Instrucciones
Cambia "spotted" por "speckled" en los datos, empezando en la línea que contiene "Locate every spotted" y terminando después de la línea que contiene "280;296;645;691". Reproduce esas líneas sin ningún otro cambio.

═══ Datos extraídos ═══

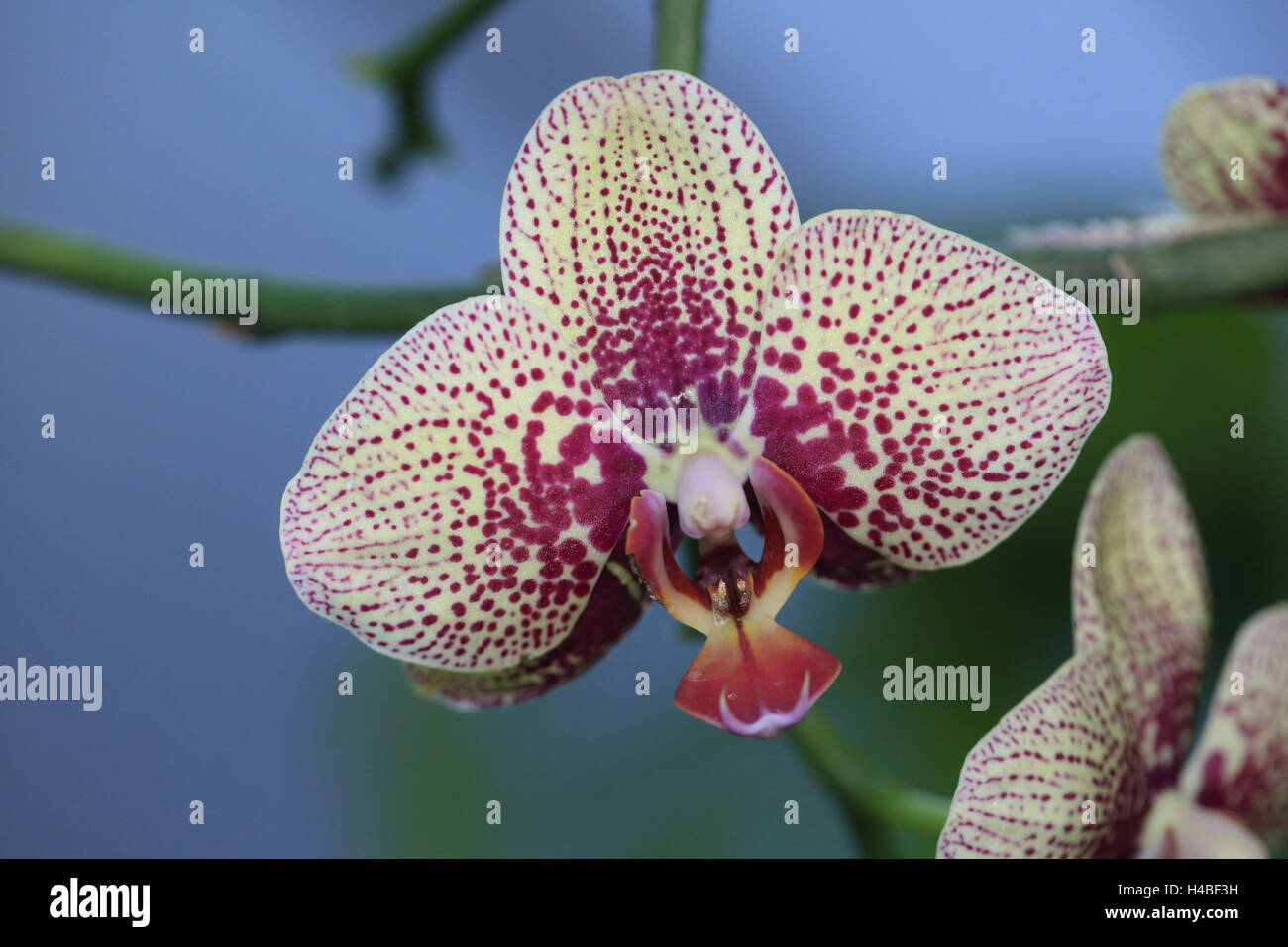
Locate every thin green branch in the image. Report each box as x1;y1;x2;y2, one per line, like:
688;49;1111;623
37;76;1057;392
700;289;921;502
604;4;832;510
0;220;501;335
653;0;707;76
789;707;948;857
999;218;1288;310
349;0;515;180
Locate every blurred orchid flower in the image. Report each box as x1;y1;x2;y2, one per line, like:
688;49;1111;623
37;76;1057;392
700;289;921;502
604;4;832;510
1160;76;1288;214
280;72;1109;737
939;436;1288;858
1008;76;1288;255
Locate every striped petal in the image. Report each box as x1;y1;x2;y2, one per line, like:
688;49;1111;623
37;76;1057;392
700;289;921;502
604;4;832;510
1073;436;1211;792
280;296;645;688
937;648;1147;858
1160;77;1288;214
735;211;1109;570
501;72;799;427
1181;603;1288;847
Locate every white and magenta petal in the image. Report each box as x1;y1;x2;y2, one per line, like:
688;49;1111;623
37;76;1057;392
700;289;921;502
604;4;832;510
280;296;645;673
937;648;1149;858
407;544;651;710
501;72;799;428
1181;603;1288;847
1073;434;1211;792
735;211;1109;570
1160;76;1288;214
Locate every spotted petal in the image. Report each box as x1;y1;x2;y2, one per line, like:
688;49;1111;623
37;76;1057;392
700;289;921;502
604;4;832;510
407;544;651;710
1073;436;1211;792
1181;603;1288;847
501;72;799;425
1160;77;1288;214
280;296;645;691
939;648;1147;858
735;210;1109;569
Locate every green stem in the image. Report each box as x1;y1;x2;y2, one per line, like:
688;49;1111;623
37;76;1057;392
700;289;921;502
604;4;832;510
653;0;707;76
0;220;501;335
349;0;517;179
997;218;1288;312
789;707;948;857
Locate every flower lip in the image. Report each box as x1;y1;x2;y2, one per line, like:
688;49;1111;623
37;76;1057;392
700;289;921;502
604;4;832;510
626;458;841;738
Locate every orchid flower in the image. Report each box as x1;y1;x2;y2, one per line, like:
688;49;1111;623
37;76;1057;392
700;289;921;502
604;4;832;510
1010;76;1288;255
1160;76;1288;214
939;436;1288;858
280;72;1109;737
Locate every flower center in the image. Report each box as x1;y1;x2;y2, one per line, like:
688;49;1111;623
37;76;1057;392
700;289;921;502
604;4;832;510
626;455;841;737
675;454;751;540
1140;789;1270;858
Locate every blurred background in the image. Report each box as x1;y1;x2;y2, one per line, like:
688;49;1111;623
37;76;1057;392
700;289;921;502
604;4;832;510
0;0;1288;857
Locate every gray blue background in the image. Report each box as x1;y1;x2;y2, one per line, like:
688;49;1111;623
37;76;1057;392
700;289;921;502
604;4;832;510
0;0;1288;856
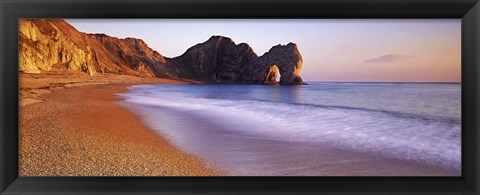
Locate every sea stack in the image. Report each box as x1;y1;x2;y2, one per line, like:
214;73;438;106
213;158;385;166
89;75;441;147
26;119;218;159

═══

Respuesta escrita
Locate every speckled petal in the image. Report each box as x1;y1;x2;y2, one per line, like:
688;49;1111;623
37;76;1057;392
700;289;921;502
604;4;832;510
407;544;651;710
1073;436;1211;792
1181;603;1288;847
501;72;799;425
1160;77;1288;214
280;296;645;691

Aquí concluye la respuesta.